● Data
# # # # # # #
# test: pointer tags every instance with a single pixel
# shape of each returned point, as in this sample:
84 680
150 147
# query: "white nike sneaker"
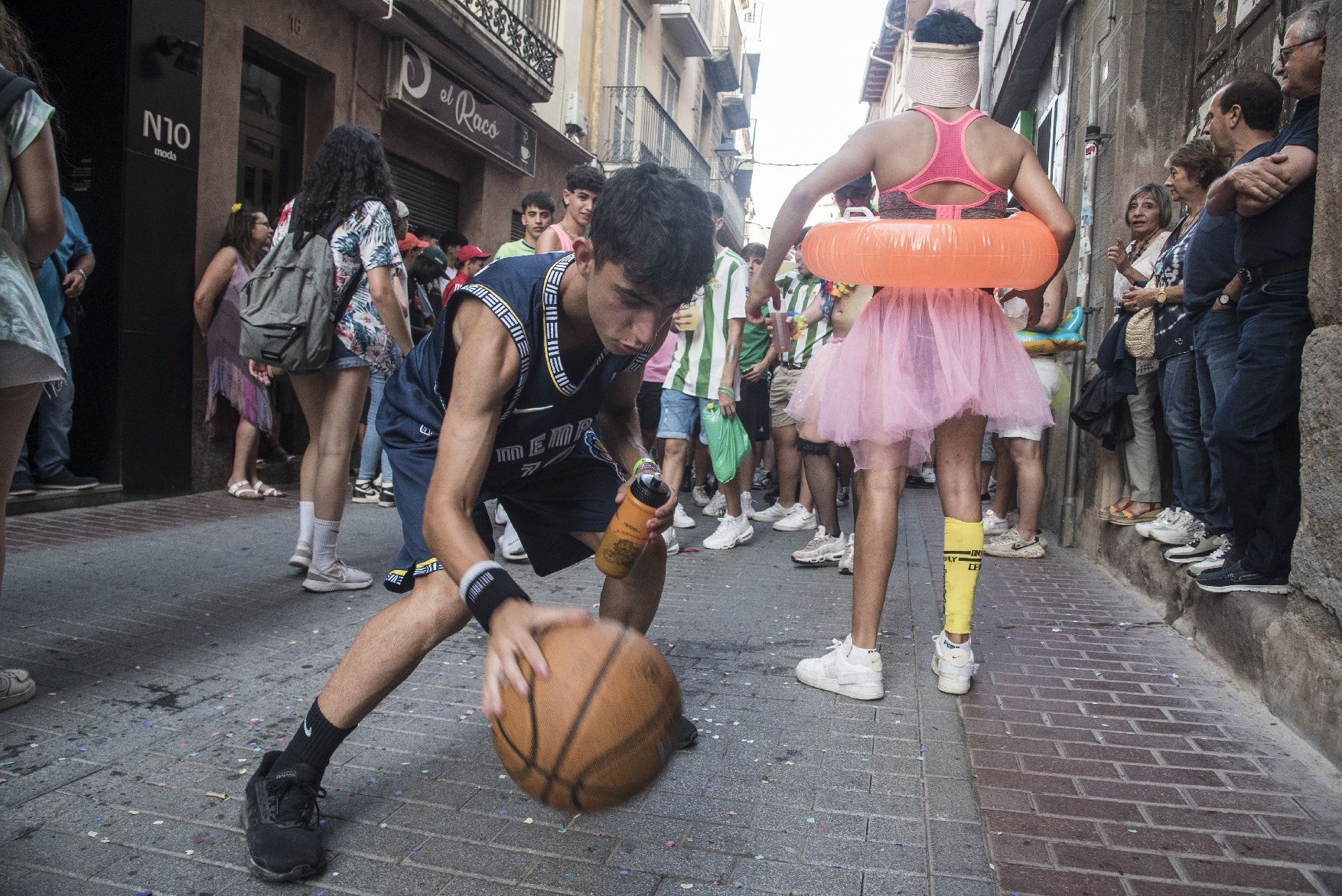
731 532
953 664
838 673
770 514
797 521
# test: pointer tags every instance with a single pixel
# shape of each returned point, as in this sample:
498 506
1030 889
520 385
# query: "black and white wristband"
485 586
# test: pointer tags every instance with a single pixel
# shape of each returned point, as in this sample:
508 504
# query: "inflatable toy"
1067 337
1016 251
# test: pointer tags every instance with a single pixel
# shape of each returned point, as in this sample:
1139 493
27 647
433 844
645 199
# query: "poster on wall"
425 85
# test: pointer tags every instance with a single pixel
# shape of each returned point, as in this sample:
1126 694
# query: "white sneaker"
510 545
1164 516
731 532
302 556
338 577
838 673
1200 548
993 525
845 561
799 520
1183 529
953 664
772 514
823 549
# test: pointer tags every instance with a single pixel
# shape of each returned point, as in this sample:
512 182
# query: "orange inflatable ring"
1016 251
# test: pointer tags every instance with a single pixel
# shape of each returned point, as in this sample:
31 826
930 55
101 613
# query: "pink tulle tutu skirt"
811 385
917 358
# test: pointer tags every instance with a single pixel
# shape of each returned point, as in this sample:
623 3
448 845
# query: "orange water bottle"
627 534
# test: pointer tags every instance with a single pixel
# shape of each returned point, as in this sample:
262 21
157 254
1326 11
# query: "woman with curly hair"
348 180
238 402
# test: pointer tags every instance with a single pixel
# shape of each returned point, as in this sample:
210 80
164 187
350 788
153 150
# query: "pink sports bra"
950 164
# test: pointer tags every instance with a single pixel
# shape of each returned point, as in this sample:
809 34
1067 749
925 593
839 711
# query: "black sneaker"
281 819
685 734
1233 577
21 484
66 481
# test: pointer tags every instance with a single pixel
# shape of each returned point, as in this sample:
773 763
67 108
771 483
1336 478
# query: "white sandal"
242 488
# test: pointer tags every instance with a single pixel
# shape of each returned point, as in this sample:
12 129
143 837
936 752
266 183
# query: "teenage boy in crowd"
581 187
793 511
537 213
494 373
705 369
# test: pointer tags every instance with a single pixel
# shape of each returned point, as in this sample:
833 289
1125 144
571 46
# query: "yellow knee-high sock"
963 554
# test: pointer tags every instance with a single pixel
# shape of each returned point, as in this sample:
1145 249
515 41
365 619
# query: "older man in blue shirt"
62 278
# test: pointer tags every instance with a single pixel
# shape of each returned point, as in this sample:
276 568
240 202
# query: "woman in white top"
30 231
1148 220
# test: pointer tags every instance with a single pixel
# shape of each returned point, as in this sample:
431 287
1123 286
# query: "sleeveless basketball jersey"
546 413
# # # # # # #
● Stated problem
Extract every line of the entries above that contains the string "pink". Matching is case-sensitive.

● Completed task
# query: "pink tulle tutu skirt"
# query: "pink sports bra"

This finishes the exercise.